===== Entries supplied =====
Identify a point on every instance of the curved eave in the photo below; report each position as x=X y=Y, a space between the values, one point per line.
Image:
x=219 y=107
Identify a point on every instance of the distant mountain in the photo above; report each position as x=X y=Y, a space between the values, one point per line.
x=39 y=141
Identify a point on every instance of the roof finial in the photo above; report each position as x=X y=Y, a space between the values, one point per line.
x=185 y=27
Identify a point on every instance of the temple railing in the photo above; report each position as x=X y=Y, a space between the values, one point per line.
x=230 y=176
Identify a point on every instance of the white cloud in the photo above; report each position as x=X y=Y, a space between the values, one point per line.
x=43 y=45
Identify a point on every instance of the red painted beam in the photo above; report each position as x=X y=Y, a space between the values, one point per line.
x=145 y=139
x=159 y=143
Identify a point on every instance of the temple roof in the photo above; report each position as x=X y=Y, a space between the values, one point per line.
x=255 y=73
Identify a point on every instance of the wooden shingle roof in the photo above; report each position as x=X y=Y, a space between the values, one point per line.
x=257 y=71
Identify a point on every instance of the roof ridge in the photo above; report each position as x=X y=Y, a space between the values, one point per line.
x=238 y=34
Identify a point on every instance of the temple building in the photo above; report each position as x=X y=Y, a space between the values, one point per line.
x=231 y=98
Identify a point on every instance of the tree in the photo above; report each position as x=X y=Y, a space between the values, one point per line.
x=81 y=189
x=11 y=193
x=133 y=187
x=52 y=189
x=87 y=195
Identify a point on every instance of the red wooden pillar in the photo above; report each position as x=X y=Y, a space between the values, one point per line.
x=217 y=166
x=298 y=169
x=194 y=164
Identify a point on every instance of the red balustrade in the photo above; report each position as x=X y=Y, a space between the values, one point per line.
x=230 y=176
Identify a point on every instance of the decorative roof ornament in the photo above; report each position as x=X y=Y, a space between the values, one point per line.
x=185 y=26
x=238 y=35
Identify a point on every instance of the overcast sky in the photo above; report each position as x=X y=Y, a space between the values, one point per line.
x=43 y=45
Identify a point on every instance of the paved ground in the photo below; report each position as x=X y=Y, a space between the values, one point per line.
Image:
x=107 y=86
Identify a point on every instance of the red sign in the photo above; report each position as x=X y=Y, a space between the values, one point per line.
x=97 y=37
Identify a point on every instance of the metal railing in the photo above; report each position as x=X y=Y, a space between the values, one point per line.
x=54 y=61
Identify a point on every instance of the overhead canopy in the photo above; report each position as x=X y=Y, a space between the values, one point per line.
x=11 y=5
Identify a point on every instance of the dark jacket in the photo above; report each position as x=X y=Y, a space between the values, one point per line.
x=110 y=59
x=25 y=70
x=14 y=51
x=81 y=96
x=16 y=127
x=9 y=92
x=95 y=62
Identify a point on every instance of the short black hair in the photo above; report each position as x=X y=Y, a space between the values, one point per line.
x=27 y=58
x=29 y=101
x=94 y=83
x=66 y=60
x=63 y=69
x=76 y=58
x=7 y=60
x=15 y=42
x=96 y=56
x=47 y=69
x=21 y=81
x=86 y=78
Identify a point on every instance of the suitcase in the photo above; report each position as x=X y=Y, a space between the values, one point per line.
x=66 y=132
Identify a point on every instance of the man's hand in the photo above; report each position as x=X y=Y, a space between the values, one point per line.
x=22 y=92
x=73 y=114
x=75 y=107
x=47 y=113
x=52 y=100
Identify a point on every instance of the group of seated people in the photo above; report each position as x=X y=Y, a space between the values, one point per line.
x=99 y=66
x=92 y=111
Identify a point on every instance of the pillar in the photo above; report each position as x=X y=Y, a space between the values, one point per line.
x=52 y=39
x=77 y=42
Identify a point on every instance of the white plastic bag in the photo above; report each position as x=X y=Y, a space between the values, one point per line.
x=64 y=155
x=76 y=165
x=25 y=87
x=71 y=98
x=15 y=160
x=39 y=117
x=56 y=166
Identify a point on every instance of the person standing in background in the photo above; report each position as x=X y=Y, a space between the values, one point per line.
=====
Return the listing in full, exactly.

Exercise response:
Identify a point on every instance of the curved eave in the photo below; report each position as x=X y=Y, a space between the values, one point per line.
Image:
x=219 y=107
Identify a point on every instance of the distant mountain in the photo above; report each position as x=X y=Y, a space between the values, one point per line.
x=39 y=141
Identify a point on every instance of the roof finial in the photo above; report each position as x=X y=Y, a space between the values, one point per line.
x=185 y=27
Identify a point on every instance of the temple railing in the photo above; report each position as x=X y=Y, a space between the values, one point per line.
x=230 y=176
Identify a point on every instance of the white cloud in the photo above; report each position as x=X y=Y, a space between the values, one point per line.
x=43 y=45
Identify a point on every instance of the red painted beam in the photo above; report each position as x=X y=Y, a space between the values, one point per line.
x=145 y=139
x=159 y=143
Identify a point on every instance of the temple roof in the photo above; report each position as x=X y=Y, a space between the values, one point per line.
x=255 y=73
Identify a point on every instance of the wooden shingle roof in the photo above; report each position as x=X y=Y, a space between the values, one point per line.
x=257 y=71
Identify a point on every instance of the roof ridge in the photo above; report each position as x=X y=Y, a space between the values, one point per line.
x=238 y=34
Identify a point on every instance of the temple building in the photo above; report each position as x=X y=Y, a space between the values, one point per line.
x=231 y=98
Identify a point on every instance of the tree in the photo above; report each position as x=X y=Y, a space between the values, one point per line.
x=81 y=189
x=11 y=193
x=133 y=187
x=52 y=189
x=87 y=195
Identify a point on every instance of the red wooden pillar in the photo above; report each position as x=X y=Y, a space between the values, one point per line.
x=217 y=166
x=298 y=169
x=194 y=164
Identify a point on every instance of the red balustrade in the photo above; report each position as x=X y=Y, a space between the values, one point per line.
x=230 y=176
Identify a point on every instance of the decorative roof ornament in the photo above; report each position as x=X y=Y, a space between the values, one point per line.
x=185 y=26
x=238 y=35
Identify a point on every instance of the overcast sky in the photo above; report each position as x=X y=Y, a space between the values, one point per line.
x=43 y=45
Identify a point on every instance of the paved ground in the photo below; report each position as x=X y=Y, a space between the values, one point per line.
Image:
x=107 y=86
Identify a point on every instance of the red sign in the photo above; report each position as x=X y=Y, a space between the values, one point per line.
x=97 y=37
Identify a point on every instance of the metal railing in the photo above; report each position as x=X y=Y, a space between the values, one point per line.
x=54 y=61
Identify a point on every instance of the overhead canopy in the photo above; report each position as x=X y=Y, a space between the values, one point per line.
x=11 y=5
Identify a point on every instance of the dark jacket in the photo above; report each position as x=X y=Y, a space between the values, one point per line.
x=110 y=59
x=25 y=70
x=14 y=51
x=81 y=96
x=16 y=127
x=9 y=92
x=95 y=62
Identify a point on every instance of the short black hair in the photo above; report each position as x=X y=Y, a space between the values, one point per line.
x=27 y=58
x=29 y=101
x=94 y=83
x=66 y=60
x=63 y=69
x=76 y=58
x=7 y=60
x=15 y=42
x=96 y=56
x=47 y=69
x=21 y=81
x=86 y=78
Identify a point on every instance of the suitcase in the photo above; report each position as x=X y=Y, a space between the values, one point per line.
x=66 y=132
Identify a point on every instance of the man's hand in the photo above; report each position as x=X y=Y, a space between the values, one point per line.
x=22 y=92
x=73 y=114
x=75 y=107
x=47 y=113
x=52 y=100
Identify a point on every instance of the group of seated people in the photo above; report each position as x=X y=Y, a space between the values, one point per line.
x=99 y=66
x=92 y=111
Identify a point on every instance of the pillar in the photo above; report each position as x=X y=Y, a space between the values, one point per line.
x=52 y=39
x=77 y=42
Identify a point on every instance of the white plastic bag in the photo above; report each position as x=X y=Y, a space between the values, one point per line.
x=64 y=155
x=76 y=165
x=25 y=87
x=71 y=98
x=15 y=160
x=39 y=117
x=56 y=166
Identify a point on every instance of the person standing in background in the photo above; report each position as x=X y=Y, a space between the values, one point per line.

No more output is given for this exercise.